## Excerpted passage
<<<<
Why does it have to be either "say nothing and let them break production" OR "suddenly I have an apprentice"... can't it just be a simple comment in the PR, as a peer developer?
"Hey, I think this will break if XXX happens (provide an example if you can). Can you please take a look before merging? Let me know if you need help".
I'd say that to any colleague (and hope they would to me) if I found a bug during code review, regardless of their team. I mean, it honestly sounds pretty routine and is the whole point of code review, no?
It doesn't mean I'm mentoring them or vice versa, and it's not a power play. It's just normal review in the line of normal work, peer to peer. It's fine that you're more experienced. We all start somewhere, and at some point, he'll be more experienced than you about some particular part of the code base, but your careful eye and constructive feedback is still valuable regardless. I don't see the problem.
Those are my thoughts exactly. I see these "I am a mentor" posts on HN all the time. I think the developers (senior or not) fantasize about being a mentor to feel important. It is likely an unsolved ego issue. I help my friends at work or outside of work with bugs and any other type of work-related things and never consider myself a mentor. Also wanting to be a mentor type of fetish feels like BDSM to me.
>>>>
## Stated task A
Retype the entire discussion about code review and mentoring, word for word.
The discussion above has no connection to the records that follow it.

## Recorded data
<<<<
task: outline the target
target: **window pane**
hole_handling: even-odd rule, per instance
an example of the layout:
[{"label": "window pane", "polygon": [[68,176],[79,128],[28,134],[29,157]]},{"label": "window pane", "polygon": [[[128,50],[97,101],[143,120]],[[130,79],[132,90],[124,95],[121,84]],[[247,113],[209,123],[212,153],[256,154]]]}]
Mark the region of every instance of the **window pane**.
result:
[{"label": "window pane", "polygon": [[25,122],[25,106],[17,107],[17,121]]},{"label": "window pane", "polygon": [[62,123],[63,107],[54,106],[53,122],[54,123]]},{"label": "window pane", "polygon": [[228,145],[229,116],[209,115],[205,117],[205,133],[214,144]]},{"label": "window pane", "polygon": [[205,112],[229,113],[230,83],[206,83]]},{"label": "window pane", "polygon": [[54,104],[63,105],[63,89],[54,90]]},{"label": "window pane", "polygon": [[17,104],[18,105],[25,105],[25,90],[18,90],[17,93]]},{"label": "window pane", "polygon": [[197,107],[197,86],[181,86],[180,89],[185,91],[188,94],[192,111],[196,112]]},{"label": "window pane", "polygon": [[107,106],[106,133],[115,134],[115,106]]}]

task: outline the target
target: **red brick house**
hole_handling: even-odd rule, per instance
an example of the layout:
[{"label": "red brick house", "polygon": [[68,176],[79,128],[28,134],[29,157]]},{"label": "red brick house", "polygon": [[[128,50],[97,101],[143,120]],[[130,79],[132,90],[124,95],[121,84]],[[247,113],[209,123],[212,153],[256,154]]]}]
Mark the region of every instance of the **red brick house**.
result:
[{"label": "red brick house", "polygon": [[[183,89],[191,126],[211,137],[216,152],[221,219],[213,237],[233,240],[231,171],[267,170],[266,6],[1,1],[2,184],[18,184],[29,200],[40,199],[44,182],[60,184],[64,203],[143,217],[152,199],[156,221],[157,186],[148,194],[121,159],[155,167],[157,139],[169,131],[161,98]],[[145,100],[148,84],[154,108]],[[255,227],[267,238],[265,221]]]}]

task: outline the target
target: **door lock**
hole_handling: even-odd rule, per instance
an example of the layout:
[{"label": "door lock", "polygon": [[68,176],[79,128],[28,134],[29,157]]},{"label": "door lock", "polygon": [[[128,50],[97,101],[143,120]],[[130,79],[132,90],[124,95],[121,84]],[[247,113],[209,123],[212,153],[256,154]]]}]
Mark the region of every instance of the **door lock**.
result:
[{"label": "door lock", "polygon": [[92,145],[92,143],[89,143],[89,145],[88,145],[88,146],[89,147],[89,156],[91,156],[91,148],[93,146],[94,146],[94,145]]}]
>>>>
## Stated task B
State only how many lines of the records contain the string "door", matching case.

## Solution A
Why does it have to be either "say nothing and let them break production" OR "suddenly I have an apprentice"... can't it just be a simple comment in the PR, as a peer developer?
"Hey, I think this will break if XXX happens (provide an example if you can). Can you please take a look before merging? Let me know if you need help".
I'd say that to any colleague (and hope they would to me) if I found a bug during code review, regardless of their team. I mean, it honestly sounds pretty routine and is the whole point of code review, no?
It doesn't mean I'm mentoring them or vice versa, and it's not a power play. It's just normal review in the line of normal work, peer to peer. It's fine that you're more experienced. We all start somewhere, and at some point, he'll be more experienced than you about some particular part of the code base, but your careful eye and constructive feedback is still valuable regardless. I don't see the problem.
Those are my thoughts exactly. I see these "I am a mentor" posts on HN all the time. I think the developers (senior or not) fantasize about being a mentor to feel important. It is likely an unsolved ego issue. I help my friends at work or outside of work with bugs and any other type of work-related things and never consider myself a mentor. Also wanting to be a mentor type of fetish feels like BDSM to me.

## Solution B
4